**PAGE:**
# Video I made in High School.



## Sterling (Jun 15, 2011)

http://www.youtube.com/watch?v=pGaWZnEiFmI...nel_video_title

Damn, it won't let me put it in player tags. I just thought I'd post this here, some of you may enjoy it.



			
				KirbyBoy said:
			
		

> [youtube]http://www.youtube.com/watch?v=pGaWZnEiFmI[/youtube]




TY Kirby Boy.


----------



## Nujui (Jun 15, 2011)

EDIT: No Problem.


----------



## Nebz (Jun 15, 2011)

1:49-1:57 shaky cam ftw

This reminds me of the high school health videos my class was supposed to do years ago. The majority of us failed though lol. I think it's somewhere on Youtube but I'd have to go find that terrible thing @[email protected]


Also, I would never go through such lengths to return a random's wallet lol

(I'm a terrible... terrible person)


----------



## Sterling (Jun 15, 2011)

Nebz said:
			
		

> 1:49-1:57 shaky cam ftw
> 
> This reminds me of the high school health videos my class was supposed to do years ago. The majority of us failed though lol. I think it's somewhere on Youtube but I'd have to go find that terrible thing @[email protected]
> 
> ...


Creative choreography going on there. I couldn't beat him up for real (not that I'd want to), so that was an "Elegant" solution.


----------



## Nebz (Jun 15, 2011)

Sterling said:
			
		

> Nebz said:
> 
> 
> 
> ...


Very. For a simple video it worked out well.. I don't know why but I just felt like pointing out the shaky cam.

Overall, enjoyable video. Was this also a school project? If so, how did you do on it? (if you can remember)


----------



## Ikki (Jun 15, 2011)

And they lived happily ever after.


----------



## Sterling (Jun 15, 2011)

Nebz said:
			
		

> Sterling said:
> 
> 
> 
> ...


That was the first year the school had this class. They bought us some nice handycams, and let us have free reign of the school (for the most part). The teacher wasn't very good at teaching us, and this was one of the only projects we were able to do. We did extremely well, and the rest of the class were put on another video team. We had 5 people, the other team had like 9.

[youtube]http://www.youtube.com/watch?v=UfFiafji_VU&feature=related[/youtube]

I'd say we had the better team. Not to bash them, but their video was... Wierd.

Their video was why I made ours silent.

@Ikki: lol.


----------



## Nebz (Jun 15, 2011)

That video was very... different. That one reminds me more of the fail my group had. For a group of 9 there wasn't really much to it also 

I'm not sure if that group did it intentionally or not but my group also had an issue with our audio so we were forced to record something separate and place it on top of the video. It made what we had seem A LOT more awkward and terrible than what it already was.

I actually found the video on YT but... it's so terrible I think I'll just leave it where it is lol


----------



## Sterling (Jun 15, 2011)

Nebz said:
			
		

> That video was very... different. That one reminds me more of the fail my group had. For a group of 9 there wasn't really much to it also
> 
> I'm not sure if that group did it intentionally or not but my group also had an issue with our audio so we were forced to record something separate and place it on top of the video. It made what we had seem A LOT more awkward and terrible than what it already was.

**REQUESTS:**
a) Reproduce the high school video thread from "Overall, enjoyable video." through "happily ever after.", swapping "enjoyable" for "entertaining".
b) In the high school video thread, how many people were on Sterling's video team?
c) Go on with the high school video thread from its last line.

**DATASET CONTENT:**
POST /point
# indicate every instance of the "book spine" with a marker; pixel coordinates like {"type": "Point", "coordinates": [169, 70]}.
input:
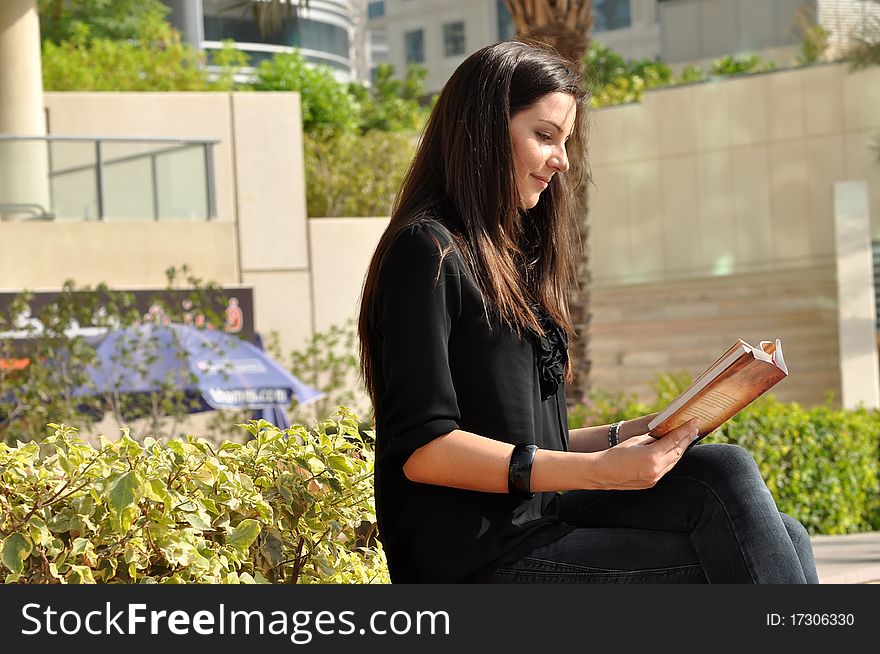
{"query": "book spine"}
{"type": "Point", "coordinates": [725, 396]}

**ANSWER LIST:**
a)
Overall, entertaining video. Was this also a school project? If so, how did you do on it? (if you can remember)


----------



## Ikki (Jun 15, 2011)

And they lived happily ever after.

b) Five people.

c)
> 
> I actually found the video on YT but... it's so terrible I think I'll just leave it where it is lol


If I had a decent camera and some willing bodies, I would make YT videos and learn aftereffects and stuff. 9 People with at least 3 that looked busy. We actually did ours in 30 minutes (shooting), and 45 of editing and fine tuning. We had a couple of failed efforts before that, and had a 6th member. He made the video almost totally about himself. We kicked him from our group and got that one done.

High school kids also have a weird thing about acting and cameras. While I, Chris and Chase appeared, Chase didn't want to be in it. That skinny bastard. At any rate, my class enjoyed watching my running animation and costume change mid video. Adding to the comedy was the fact the door next to the one he was trying to open was unlocked, and fat guy + stairs = luls.


----------



## ThatDudeWithTheFood (Jun 15, 2011)

Hey I for one think Darth Desperado is a cool man.

One who walks across the line.

One who walks over the line.

One who walks through the line.

Walks beyond the line.

There is no line.....




FOR HIM


----------



## Mrkinator (Jun 23, 2011)

That was a cool pretty cool film, I quite enjoyed it. I have to agree, yours was definitely better. Darth Desperado was...uh...interesting, but I liked your idea better.


----------



## Sterling (Jun 23, 2011)

Mrkinator said:
			
		

> That was a cool pretty cool film, I quite enjoyed it. I have to agree, yours was definitely better. Darth Desperado was...uh...interesting, but I liked your idea better.


Thanks, I love your films as well. I really wished I had gotten more from my classmates in that video. Camera shy bastards.

Hell I was willing to chase that guy, and it made everyone laugh. For the pure comedic value, we put in a threatening "You" track when I pointed and moved my mouth.


----------



## Mrkinator (Jun 23, 2011)

Sterling said:
			
		

> Thanks, I love your films as well. I really wished I had gotten more from my classmates in that video. Camera shy bastards.
> 
> Hell I was willing to chase that guy, and it made everyone laugh. For the pure comedic value, we put in a threatening "You" track when I pointed and moved my mouth.


Why thank you! I know it can be tough to get people in front of a camera, luckily I have really out going friends. I'm usually the guy that likes to stick to directing/editing, but good for you for playing the part you did. It might seem silly what you're doing in front of the camera, but if in the end it makes people laugh, then that's all that matters.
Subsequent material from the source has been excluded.